• TASK DESCRIPTION:
Retype the tail of the data exactly, starting at the line containing "Locate the hat" and stopping at the last line.

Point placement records
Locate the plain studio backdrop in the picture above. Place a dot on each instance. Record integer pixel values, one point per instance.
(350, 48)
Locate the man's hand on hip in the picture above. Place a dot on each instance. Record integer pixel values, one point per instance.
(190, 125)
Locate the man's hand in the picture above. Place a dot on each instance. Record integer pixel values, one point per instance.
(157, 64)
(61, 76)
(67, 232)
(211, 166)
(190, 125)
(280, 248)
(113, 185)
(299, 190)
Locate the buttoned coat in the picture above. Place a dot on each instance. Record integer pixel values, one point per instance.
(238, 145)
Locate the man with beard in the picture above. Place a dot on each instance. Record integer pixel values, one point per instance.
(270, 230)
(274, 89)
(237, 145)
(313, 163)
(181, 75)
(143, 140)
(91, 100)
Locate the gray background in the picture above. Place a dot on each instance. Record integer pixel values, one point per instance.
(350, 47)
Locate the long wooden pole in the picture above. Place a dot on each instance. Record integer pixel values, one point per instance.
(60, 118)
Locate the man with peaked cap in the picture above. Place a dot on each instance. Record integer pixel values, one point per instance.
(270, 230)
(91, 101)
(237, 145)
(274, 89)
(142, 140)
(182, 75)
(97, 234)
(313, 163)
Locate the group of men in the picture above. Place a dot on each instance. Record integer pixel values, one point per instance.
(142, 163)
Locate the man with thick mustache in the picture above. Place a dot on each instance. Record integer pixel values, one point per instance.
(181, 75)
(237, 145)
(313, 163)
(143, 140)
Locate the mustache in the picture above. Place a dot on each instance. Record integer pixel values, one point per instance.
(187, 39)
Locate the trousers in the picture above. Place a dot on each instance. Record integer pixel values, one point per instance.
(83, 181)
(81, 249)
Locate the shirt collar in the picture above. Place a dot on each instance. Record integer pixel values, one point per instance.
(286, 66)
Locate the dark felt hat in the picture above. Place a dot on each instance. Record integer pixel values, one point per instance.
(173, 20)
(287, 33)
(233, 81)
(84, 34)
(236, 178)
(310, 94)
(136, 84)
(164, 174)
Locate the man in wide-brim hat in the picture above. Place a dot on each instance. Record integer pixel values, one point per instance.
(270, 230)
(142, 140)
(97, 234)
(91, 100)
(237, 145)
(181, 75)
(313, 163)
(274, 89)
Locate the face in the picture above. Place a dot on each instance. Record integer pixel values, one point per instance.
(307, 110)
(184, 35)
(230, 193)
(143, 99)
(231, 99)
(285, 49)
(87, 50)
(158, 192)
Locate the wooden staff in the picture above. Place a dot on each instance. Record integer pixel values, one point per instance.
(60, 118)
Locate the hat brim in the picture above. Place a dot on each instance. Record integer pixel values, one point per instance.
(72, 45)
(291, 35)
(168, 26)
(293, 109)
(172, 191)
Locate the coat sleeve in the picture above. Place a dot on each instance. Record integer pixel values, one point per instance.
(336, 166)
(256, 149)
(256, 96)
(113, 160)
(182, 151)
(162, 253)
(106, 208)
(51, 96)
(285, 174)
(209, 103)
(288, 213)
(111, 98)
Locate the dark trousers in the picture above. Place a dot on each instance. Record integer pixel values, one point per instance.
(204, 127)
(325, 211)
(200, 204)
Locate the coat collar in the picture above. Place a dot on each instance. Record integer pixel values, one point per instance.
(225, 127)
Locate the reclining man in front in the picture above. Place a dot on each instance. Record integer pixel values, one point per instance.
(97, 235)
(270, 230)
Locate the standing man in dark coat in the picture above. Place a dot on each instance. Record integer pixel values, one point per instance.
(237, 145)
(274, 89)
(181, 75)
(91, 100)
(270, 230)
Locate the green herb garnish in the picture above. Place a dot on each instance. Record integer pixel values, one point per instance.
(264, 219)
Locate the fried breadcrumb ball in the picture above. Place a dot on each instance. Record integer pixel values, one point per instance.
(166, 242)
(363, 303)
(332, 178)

• REPLY TO THE EXERCISE:
Locate the hat brim in the picture above. Place a dot on each instance. Record integer pixel values, one point per instance.
(72, 45)
(291, 35)
(168, 26)
(293, 109)
(172, 191)
Locate the coat sleeve in the picture above. Place a dot on each instance. Record integer pixel values, one point per instance.
(336, 166)
(256, 149)
(256, 96)
(113, 160)
(182, 151)
(162, 253)
(106, 208)
(51, 96)
(285, 174)
(209, 103)
(288, 213)
(111, 98)
Locate the dark trousers in the picture above. Place a dot on each instance. Record integer pixel values, one point per instance.
(204, 127)
(325, 211)
(200, 204)
Locate the coat collar in the picture above. Place a dot on each instance. Record integer pixel values, one point per instance.
(225, 127)
Locate the reclining man in front in the picture above. Place a dot on each instance. Record integer pixel values, one point per instance.
(97, 235)
(270, 230)
Locate the standing man in dark coat in the picture above. Place a dot on each instance. Record integer pixel values, one point per instance.
(237, 145)
(274, 89)
(181, 75)
(91, 100)
(270, 230)
Locate the green herb garnish in the picture above. Place a dot on each instance. Record integer pixel values, one point per instance.
(264, 219)
Locate the fried breadcrumb ball in the picture above. Place a dot on each instance. Record integer pixel values, one point per instance.
(166, 242)
(363, 303)
(332, 178)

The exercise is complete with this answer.